Requirement.
Copy the court filing word for word, starting at "INSURANCE COMPANY Thomas" and ending at "the CM/ECF System.".

WHEREFORE, Plaintiff, PROFESSIONAL SOLUTIONS INSURANCE COMPANY, requests that this Court enter judgment pursuant to FRCP 58(a), finding and declaring that PSIC has a duty to defend Giolas in the Ferguson lawsuit, and that Giolas is entitled to independent counsel for his defense or, in the alternative, pursuant to FRCP 54(b), enter a final judgment in favor of Giolas finding and declaring that PSIC has a duty to defend Giolas in the Ferguson lawsuit, and that Giolas is entitled to independent counsel.

Respectfully submitted,

By:

/s/ Thomas F. Lucas

One of the Attorneys for Plaintiff,

PROFESSIONAL SOLUTIONS

INSURANCE COMPANY Thomas F. Lucas, Esq.
Kelly E. Purkey, Esq.
McKenna Storer
33 North LaSalle Street
Suite 1400
Chicago, Illinois 60602
312/558-3900
service@mckenna-law.com
tlucas@mckenna-law.com
kpurkey@mckenna-law.com

CERTIFICATE OF SERVICE

I certify that on December 6, 2017 before 5:00 p.m., I electronically filed the foregoing Plaintiff, PROFESSIONAL SOLUTIONS INSURANCE COMPANY's MOTION FOR ENTRY OF JUDGMENT PURSUANT TO FRCP 58(d) OR, IN THE ALTERNATIVE, FOR ENTRY OF THE FINAL JUDGMENT ON THE DUTY TO DEFEND DEFENDANT GIOLAS PURSUANT TO FRCP 54(b) with the Clerk of the Court using the CM/ECF System.

(Referring expression pointing data)
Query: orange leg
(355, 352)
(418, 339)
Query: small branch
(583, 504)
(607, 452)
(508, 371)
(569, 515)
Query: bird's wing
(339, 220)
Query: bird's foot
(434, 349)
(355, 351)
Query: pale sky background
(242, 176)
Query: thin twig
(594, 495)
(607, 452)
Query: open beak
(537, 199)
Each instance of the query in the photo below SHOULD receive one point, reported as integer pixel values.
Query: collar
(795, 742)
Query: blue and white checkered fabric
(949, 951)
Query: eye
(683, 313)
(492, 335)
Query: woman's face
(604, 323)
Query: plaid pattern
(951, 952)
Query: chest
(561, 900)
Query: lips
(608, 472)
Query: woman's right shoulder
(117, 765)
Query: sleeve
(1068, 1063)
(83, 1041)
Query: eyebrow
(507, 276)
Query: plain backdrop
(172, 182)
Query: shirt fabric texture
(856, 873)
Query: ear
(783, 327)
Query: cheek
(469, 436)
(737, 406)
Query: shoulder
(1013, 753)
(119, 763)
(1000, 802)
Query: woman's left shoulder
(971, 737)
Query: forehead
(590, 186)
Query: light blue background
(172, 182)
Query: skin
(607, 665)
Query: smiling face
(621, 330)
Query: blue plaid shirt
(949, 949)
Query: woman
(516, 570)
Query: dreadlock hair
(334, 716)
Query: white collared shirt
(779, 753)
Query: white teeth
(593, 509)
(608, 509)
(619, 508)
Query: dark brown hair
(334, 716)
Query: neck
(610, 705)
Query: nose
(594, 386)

...

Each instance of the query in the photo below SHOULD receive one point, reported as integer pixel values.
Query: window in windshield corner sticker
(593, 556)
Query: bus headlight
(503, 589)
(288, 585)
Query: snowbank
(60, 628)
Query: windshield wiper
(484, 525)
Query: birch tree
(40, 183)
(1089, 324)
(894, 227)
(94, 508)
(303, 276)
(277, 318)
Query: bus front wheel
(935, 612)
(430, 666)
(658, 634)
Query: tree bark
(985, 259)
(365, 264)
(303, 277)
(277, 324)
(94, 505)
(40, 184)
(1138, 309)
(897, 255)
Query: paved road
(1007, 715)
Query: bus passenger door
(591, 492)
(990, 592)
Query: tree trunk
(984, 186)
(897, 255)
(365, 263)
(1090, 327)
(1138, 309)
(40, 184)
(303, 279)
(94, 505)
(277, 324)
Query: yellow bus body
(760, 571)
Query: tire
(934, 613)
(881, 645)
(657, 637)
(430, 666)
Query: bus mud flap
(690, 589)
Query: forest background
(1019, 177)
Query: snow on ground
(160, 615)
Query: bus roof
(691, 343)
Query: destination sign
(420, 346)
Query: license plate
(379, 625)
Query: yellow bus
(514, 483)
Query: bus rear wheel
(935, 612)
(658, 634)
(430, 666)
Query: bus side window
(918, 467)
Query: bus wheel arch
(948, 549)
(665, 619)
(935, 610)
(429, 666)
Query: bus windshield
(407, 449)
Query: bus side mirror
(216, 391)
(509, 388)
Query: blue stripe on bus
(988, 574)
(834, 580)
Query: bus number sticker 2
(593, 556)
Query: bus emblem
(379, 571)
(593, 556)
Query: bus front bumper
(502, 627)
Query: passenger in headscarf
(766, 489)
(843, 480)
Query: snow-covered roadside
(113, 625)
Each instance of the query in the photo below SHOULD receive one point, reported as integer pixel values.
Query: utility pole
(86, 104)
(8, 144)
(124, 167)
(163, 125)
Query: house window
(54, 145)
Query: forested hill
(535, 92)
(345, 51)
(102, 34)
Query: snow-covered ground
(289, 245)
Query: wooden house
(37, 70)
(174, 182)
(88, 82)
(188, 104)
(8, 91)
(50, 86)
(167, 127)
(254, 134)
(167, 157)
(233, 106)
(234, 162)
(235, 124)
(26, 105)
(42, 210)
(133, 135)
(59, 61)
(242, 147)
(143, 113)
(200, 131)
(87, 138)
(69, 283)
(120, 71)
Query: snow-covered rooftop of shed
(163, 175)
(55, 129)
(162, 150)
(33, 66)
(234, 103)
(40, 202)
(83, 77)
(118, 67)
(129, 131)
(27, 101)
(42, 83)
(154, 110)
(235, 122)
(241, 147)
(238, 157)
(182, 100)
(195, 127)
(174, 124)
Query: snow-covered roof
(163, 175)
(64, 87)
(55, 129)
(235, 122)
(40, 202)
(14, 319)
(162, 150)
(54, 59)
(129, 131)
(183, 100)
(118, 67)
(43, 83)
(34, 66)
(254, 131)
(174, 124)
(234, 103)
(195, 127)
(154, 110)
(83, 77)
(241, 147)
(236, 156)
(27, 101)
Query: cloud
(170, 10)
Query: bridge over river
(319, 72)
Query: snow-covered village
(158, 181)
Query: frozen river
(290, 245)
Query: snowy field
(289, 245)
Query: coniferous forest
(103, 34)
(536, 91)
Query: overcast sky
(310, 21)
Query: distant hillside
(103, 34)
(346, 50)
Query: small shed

--

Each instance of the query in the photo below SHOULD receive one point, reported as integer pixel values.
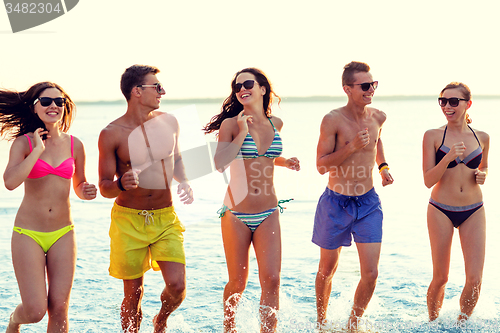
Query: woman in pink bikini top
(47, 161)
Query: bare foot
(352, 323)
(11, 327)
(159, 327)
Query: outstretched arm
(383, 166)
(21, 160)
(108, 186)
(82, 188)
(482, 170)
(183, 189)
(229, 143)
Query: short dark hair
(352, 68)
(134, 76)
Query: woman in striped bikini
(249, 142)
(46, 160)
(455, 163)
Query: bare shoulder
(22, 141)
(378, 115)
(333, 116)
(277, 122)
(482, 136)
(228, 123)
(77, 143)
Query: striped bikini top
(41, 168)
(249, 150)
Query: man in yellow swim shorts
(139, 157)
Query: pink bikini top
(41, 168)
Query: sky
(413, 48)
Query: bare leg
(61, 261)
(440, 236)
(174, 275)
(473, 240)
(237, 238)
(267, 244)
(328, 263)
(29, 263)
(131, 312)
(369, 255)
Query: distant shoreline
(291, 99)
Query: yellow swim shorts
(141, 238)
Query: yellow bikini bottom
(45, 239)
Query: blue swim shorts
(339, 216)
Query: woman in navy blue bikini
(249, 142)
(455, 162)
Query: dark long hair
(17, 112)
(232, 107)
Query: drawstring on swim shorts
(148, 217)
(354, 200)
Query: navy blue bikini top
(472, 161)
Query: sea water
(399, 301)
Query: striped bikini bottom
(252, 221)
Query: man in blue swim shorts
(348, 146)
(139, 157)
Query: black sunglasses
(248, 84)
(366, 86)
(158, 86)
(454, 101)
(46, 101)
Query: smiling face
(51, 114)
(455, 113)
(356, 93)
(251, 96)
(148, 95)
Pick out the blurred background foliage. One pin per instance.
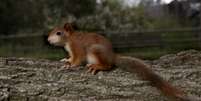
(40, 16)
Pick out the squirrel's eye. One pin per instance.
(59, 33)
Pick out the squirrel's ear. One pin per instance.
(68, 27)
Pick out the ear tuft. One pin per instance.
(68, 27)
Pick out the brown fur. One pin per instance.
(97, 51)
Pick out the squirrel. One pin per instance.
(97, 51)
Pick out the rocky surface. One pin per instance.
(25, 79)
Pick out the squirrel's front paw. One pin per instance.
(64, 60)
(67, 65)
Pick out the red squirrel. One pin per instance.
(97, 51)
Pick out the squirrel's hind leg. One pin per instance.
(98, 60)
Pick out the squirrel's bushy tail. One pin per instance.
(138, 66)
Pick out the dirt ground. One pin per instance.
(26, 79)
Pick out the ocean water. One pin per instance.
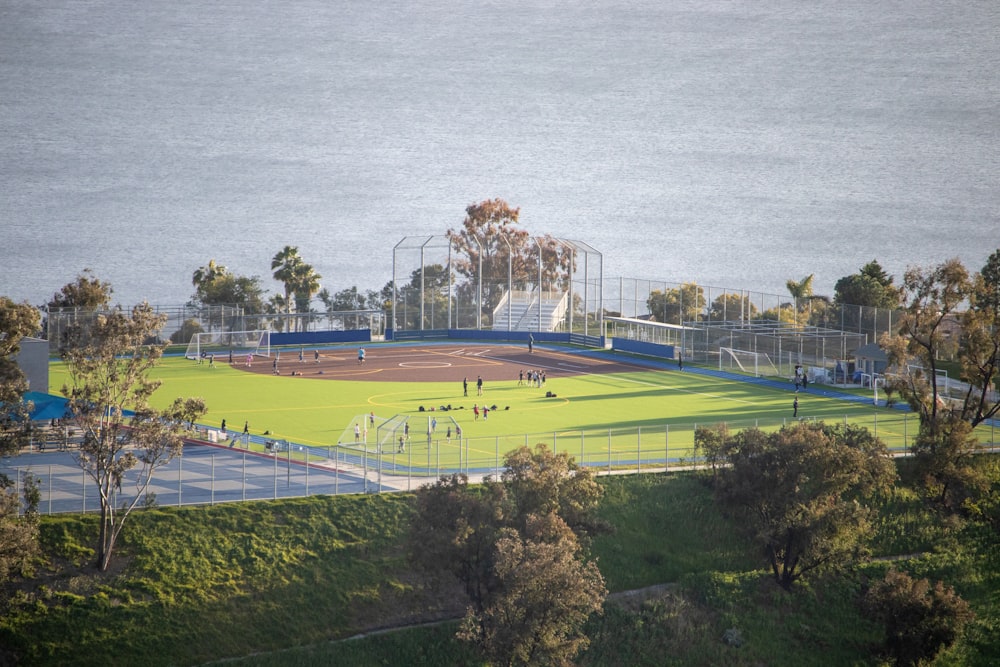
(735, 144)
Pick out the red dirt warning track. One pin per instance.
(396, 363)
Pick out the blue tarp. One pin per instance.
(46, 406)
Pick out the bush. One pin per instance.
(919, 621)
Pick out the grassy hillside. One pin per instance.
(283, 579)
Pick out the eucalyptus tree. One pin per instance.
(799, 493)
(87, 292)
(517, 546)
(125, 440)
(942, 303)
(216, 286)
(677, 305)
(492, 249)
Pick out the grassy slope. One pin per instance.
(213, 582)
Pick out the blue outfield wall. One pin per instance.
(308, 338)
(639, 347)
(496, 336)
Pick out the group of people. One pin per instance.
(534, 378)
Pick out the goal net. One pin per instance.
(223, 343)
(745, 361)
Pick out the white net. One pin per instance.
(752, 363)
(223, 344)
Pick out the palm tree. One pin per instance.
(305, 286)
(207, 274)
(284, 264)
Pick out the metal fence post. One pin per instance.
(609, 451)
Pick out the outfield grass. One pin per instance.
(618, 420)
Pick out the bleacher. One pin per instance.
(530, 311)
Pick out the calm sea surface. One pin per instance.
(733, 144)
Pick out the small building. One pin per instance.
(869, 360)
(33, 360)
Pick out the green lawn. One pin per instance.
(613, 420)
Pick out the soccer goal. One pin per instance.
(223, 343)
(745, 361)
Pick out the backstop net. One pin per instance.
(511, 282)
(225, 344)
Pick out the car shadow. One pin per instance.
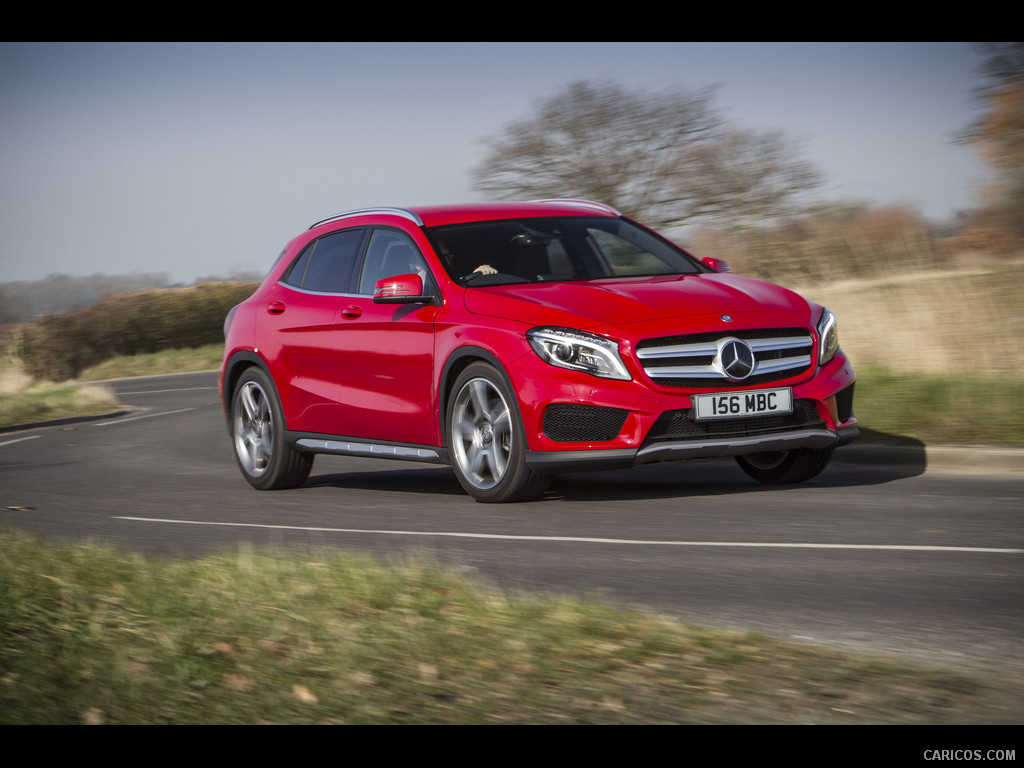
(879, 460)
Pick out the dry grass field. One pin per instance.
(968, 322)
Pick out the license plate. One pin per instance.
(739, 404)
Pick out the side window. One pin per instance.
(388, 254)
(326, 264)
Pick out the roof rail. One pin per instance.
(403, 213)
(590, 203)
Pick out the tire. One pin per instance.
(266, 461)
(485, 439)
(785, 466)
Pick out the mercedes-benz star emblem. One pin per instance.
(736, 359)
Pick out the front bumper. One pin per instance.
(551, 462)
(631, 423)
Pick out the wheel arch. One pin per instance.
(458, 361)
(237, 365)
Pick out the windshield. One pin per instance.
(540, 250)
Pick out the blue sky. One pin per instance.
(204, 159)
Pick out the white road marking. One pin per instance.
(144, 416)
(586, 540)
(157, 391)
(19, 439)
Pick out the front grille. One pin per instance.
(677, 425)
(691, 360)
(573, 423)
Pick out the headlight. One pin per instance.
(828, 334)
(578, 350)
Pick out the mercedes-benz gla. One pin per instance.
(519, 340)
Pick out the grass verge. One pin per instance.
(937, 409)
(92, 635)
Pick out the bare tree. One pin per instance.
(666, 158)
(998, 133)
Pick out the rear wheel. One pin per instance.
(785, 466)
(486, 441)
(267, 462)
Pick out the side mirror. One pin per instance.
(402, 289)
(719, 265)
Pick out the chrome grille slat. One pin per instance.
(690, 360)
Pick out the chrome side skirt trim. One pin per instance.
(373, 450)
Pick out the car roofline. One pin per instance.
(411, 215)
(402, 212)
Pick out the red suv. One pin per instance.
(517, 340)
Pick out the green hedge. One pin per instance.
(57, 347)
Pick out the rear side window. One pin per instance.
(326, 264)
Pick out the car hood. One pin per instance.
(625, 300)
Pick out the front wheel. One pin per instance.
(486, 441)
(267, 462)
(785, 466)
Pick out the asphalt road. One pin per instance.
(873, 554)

Written response.
INSURANCE COMPANY Thomas F. Lucas, Esq.
Kelly E. Purkey, Esq.
McKenna Storer
33 North LaSalle Street
Suite 1400
Chicago, Illinois 60602
312/558-3900
service@mckenna-law.com
tlucas@mckenna-law.com
kpurkey@mckenna-law.com

CERTIFICATE OF SERVICE

I certify that on December 6, 2017 before 5:00 p.m., I electronically filed the foregoing Plaintiff, PROFESSIONAL SOLUTIONS INSURANCE COMPANY's MOTION FOR ENTRY OF JUDGMENT PURSUANT TO FRCP 58(d) OR, IN THE ALTERNATIVE, FOR ENTRY OF THE FINAL JUDGMENT ON THE DUTY TO DEFEND DEFENDANT GIOLAS PURSUANT TO FRCP 54(b) with the Clerk of the Court using the CM/ECF System.